Records contained in a dataset:
/---

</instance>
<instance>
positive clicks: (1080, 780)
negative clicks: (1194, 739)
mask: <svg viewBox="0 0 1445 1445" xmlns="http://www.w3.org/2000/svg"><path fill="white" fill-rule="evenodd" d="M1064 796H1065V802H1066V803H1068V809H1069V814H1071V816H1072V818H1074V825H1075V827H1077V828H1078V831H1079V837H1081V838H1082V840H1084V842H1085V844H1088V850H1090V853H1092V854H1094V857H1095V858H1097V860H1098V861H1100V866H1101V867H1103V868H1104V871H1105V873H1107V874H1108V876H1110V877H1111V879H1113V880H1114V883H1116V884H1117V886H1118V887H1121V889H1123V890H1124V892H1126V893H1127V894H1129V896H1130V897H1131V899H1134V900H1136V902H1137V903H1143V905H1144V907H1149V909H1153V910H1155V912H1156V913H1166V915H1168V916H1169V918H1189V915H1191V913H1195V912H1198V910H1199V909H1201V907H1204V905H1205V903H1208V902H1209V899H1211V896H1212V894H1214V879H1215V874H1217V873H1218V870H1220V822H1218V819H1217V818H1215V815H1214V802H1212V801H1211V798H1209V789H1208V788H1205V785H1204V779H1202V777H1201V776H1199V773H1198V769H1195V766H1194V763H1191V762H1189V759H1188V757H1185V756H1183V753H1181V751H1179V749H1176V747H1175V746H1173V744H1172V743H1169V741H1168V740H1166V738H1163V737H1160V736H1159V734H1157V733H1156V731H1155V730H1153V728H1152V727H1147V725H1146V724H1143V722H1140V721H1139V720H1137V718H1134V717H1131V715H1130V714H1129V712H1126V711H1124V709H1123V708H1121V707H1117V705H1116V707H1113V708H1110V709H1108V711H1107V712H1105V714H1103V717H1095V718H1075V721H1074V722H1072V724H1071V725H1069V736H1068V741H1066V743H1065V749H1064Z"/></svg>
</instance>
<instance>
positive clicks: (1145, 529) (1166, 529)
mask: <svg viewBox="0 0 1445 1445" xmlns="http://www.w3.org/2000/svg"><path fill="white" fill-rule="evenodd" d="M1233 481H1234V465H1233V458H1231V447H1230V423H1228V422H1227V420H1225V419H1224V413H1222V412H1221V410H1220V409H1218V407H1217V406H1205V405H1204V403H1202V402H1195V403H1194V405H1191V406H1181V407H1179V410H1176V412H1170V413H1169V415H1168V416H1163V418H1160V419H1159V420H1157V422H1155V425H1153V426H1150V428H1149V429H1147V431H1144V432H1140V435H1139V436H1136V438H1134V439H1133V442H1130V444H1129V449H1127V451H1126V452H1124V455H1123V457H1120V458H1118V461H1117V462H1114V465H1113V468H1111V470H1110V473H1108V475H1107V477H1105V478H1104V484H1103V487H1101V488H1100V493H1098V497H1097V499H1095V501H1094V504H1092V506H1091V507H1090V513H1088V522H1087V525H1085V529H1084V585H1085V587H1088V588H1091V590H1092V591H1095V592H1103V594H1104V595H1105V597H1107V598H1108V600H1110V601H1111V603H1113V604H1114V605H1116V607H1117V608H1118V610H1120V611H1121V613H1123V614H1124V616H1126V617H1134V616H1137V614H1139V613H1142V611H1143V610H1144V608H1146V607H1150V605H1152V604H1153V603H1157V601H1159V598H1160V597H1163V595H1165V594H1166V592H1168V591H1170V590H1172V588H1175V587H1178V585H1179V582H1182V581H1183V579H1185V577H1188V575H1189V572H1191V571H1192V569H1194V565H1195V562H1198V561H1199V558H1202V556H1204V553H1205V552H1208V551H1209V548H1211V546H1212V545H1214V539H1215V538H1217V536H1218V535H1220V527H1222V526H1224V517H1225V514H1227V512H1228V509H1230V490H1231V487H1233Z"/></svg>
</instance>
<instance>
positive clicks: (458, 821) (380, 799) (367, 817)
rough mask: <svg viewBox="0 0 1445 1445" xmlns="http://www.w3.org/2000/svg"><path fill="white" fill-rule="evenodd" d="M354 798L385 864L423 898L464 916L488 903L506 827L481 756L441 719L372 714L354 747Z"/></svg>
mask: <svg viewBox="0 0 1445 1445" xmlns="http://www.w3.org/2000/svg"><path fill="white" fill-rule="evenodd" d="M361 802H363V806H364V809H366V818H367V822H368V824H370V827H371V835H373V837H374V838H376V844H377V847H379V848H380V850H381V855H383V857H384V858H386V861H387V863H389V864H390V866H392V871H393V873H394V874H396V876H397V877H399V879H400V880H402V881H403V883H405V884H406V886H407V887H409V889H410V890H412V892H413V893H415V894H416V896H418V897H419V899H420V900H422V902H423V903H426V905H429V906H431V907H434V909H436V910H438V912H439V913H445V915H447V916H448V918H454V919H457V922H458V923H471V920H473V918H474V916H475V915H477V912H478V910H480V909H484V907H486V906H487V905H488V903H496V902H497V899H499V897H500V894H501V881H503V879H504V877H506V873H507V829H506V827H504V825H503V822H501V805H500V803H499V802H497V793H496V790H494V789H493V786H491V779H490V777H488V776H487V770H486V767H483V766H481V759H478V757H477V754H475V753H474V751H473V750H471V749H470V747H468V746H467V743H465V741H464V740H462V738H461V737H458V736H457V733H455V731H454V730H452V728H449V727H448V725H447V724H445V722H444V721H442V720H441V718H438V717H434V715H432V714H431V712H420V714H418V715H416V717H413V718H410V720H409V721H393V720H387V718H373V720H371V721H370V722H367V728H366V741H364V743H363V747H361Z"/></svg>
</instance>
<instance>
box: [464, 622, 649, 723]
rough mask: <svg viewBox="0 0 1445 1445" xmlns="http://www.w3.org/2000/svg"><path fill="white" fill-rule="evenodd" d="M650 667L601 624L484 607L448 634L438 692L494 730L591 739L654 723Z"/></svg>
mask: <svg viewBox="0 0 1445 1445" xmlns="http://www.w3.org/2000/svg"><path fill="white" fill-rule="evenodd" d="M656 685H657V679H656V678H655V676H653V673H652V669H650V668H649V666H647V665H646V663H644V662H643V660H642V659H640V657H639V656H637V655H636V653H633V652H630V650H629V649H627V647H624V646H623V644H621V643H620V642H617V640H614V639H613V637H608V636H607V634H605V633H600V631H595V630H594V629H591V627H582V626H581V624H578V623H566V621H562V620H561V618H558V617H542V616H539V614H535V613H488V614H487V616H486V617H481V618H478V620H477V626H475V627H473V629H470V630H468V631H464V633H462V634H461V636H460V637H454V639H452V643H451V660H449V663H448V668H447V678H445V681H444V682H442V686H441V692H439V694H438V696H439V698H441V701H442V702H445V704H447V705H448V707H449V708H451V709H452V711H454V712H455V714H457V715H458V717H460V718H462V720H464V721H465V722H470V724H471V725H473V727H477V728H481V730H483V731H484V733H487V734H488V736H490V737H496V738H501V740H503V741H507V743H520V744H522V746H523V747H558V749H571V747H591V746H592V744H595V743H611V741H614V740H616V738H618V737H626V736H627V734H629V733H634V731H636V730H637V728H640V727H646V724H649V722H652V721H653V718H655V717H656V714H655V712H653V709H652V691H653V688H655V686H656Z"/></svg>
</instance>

\---

Work instructions —
Format the listing above as a Markdown table with the columns Number and Record line, one row per line, leaving out blank lines.

Finished task —
| Number | Record line |
|---|---|
| 1 | </instance> |
| 2 | <instance> |
| 3 | positive clicks: (1080, 780) |
| 4 | negative clicks: (1194, 739) |
| 5 | mask: <svg viewBox="0 0 1445 1445" xmlns="http://www.w3.org/2000/svg"><path fill="white" fill-rule="evenodd" d="M1064 796H1065V802H1066V803H1068V809H1069V814H1071V816H1072V818H1074V825H1075V827H1077V828H1078V831H1079V837H1081V838H1082V840H1084V842H1085V844H1088V850H1090V853H1092V854H1094V857H1095V858H1097V860H1098V861H1100V866H1101V867H1103V868H1104V871H1105V873H1107V874H1108V876H1110V877H1111V879H1113V880H1114V883H1116V884H1117V886H1118V887H1121V889H1123V890H1124V892H1126V893H1127V894H1129V896H1130V897H1131V899H1134V900H1136V902H1137V903H1143V905H1144V907H1149V909H1153V910H1155V912H1156V913H1166V915H1168V916H1169V918H1189V915H1191V913H1195V912H1198V910H1199V909H1201V907H1204V905H1205V903H1208V902H1209V899H1211V896H1212V894H1214V879H1215V874H1217V873H1218V870H1220V822H1218V819H1217V818H1215V815H1214V802H1212V801H1211V798H1209V789H1208V788H1205V785H1204V779H1202V777H1201V776H1199V773H1198V769H1195V766H1194V763H1191V762H1189V759H1188V757H1185V756H1183V753H1181V751H1179V749H1176V747H1175V746H1173V744H1172V743H1169V741H1168V740H1166V738H1163V737H1160V736H1159V734H1157V733H1156V731H1155V730H1153V728H1152V727H1147V725H1146V724H1143V722H1140V721H1139V720H1137V718H1134V717H1131V715H1130V714H1129V712H1126V711H1124V709H1123V708H1121V707H1117V705H1116V707H1113V708H1110V709H1108V711H1107V712H1105V714H1103V717H1095V718H1075V721H1074V722H1072V724H1071V725H1069V736H1068V741H1066V743H1065V749H1064Z"/></svg> |
| 6 | </instance> |
| 7 | <instance> |
| 8 | positive clicks: (1145, 529) (1166, 529) |
| 9 | mask: <svg viewBox="0 0 1445 1445" xmlns="http://www.w3.org/2000/svg"><path fill="white" fill-rule="evenodd" d="M1233 481H1234V465H1233V458H1231V447H1230V423H1228V422H1227V420H1225V419H1224V413H1222V412H1221V410H1220V409H1218V407H1217V406H1205V405H1204V403H1202V402H1195V403H1194V405H1191V406H1181V407H1179V410H1176V412H1170V413H1169V415H1168V416H1163V418H1160V419H1159V420H1157V422H1155V425H1153V426H1150V428H1149V429H1147V431H1144V432H1140V435H1139V436H1136V438H1134V439H1133V442H1130V444H1129V449H1127V451H1126V452H1124V455H1123V457H1120V458H1118V461H1117V462H1114V465H1113V468H1111V470H1110V473H1108V475H1107V477H1105V478H1104V484H1103V487H1101V488H1100V493H1098V497H1097V499H1095V501H1094V504H1092V506H1091V507H1090V513H1088V522H1087V525H1085V529H1084V585H1085V587H1088V588H1091V590H1092V591H1095V592H1103V594H1104V595H1105V597H1107V598H1108V600H1110V601H1111V603H1113V604H1114V605H1116V607H1117V608H1118V610H1120V611H1121V613H1123V614H1124V616H1126V617H1134V616H1137V614H1139V613H1142V611H1143V610H1144V608H1146V607H1150V605H1152V604H1153V603H1157V601H1159V598H1160V597H1163V595H1165V594H1166V592H1168V591H1170V590H1172V588H1175V587H1178V585H1179V582H1182V581H1183V579H1185V577H1188V575H1189V572H1191V571H1192V569H1194V565H1195V562H1198V561H1199V558H1202V556H1204V553H1205V552H1208V551H1209V548H1211V546H1212V545H1214V539H1215V538H1217V536H1218V535H1220V527H1222V526H1224V517H1225V514H1227V512H1228V509H1230V490H1231V487H1233Z"/></svg> |
| 10 | </instance> |
| 11 | <instance> |
| 12 | positive clicks: (458, 821) (380, 799) (367, 817) |
| 13 | rough mask: <svg viewBox="0 0 1445 1445" xmlns="http://www.w3.org/2000/svg"><path fill="white" fill-rule="evenodd" d="M354 798L385 864L423 898L464 916L488 903L506 827L481 756L441 719L372 714L354 747Z"/></svg> |
| 14 | mask: <svg viewBox="0 0 1445 1445" xmlns="http://www.w3.org/2000/svg"><path fill="white" fill-rule="evenodd" d="M361 802H363V806H364V809H366V818H367V822H368V824H370V827H371V835H373V837H374V838H376V844H377V847H379V848H380V850H381V855H383V857H384V858H386V861H387V863H389V864H390V866H392V871H393V873H394V874H396V876H397V877H399V879H400V880H402V881H403V883H405V884H406V886H407V887H409V889H410V890H412V892H413V893H415V894H416V896H418V897H419V899H420V900H422V902H423V903H426V905H429V906H431V907H434V909H436V910H438V912H439V913H445V915H447V916H448V918H454V919H457V922H458V923H471V920H473V918H474V916H475V915H477V912H478V910H480V909H484V907H486V906H487V905H488V903H496V902H497V899H499V897H500V894H501V881H503V879H504V877H506V873H507V829H506V827H504V825H503V822H501V805H500V803H499V802H497V793H496V790H494V789H493V786H491V779H490V777H488V776H487V770H486V767H483V766H481V759H478V757H477V754H475V753H474V751H473V750H471V749H470V747H468V746H467V743H465V741H464V740H462V738H461V737H458V736H457V733H455V731H454V730H452V728H449V727H448V725H447V724H445V722H444V721H442V720H441V718H438V717H434V715H432V714H431V712H420V714H418V715H416V717H413V718H410V720H409V721H393V720H387V718H373V720H371V721H370V722H367V728H366V741H364V743H363V747H361Z"/></svg> |
| 15 | </instance> |
| 16 | <instance> |
| 17 | box: [464, 622, 649, 723] |
| 18 | rough mask: <svg viewBox="0 0 1445 1445" xmlns="http://www.w3.org/2000/svg"><path fill="white" fill-rule="evenodd" d="M650 667L601 624L484 607L448 634L438 692L494 730L591 739L654 723Z"/></svg> |
| 19 | mask: <svg viewBox="0 0 1445 1445" xmlns="http://www.w3.org/2000/svg"><path fill="white" fill-rule="evenodd" d="M656 685H657V679H656V678H655V676H653V673H652V669H650V668H649V666H647V665H646V663H644V662H643V660H642V659H640V657H639V656H637V655H636V653H633V652H630V650H629V649H627V647H624V646H623V644H621V643H620V642H617V640H614V639H613V637H608V636H607V634H605V633H600V631H595V630H594V629H591V627H582V626H581V624H578V623H566V621H562V620H561V618H558V617H542V616H539V614H535V613H488V614H487V616H486V617H481V618H478V620H477V626H475V627H473V629H470V630H468V631H464V633H462V634H461V636H460V637H454V639H452V643H451V660H449V663H448V668H447V678H445V681H444V682H442V686H441V692H439V694H438V696H439V698H441V701H442V702H445V704H447V705H448V707H449V708H451V709H452V711H454V712H455V714H457V715H458V717H460V718H462V720H464V721H465V722H470V724H471V725H473V727H477V728H481V730H483V731H484V733H487V734H488V736H490V737H496V738H501V740H503V741H507V743H520V744H522V746H523V747H558V749H571V747H591V746H592V744H595V743H611V741H614V740H616V738H618V737H626V736H627V734H629V733H634V731H636V730H637V728H640V727H646V724H649V722H652V721H653V718H655V717H656V714H655V712H653V709H652V691H653V688H655V686H656Z"/></svg> |
| 20 | </instance> |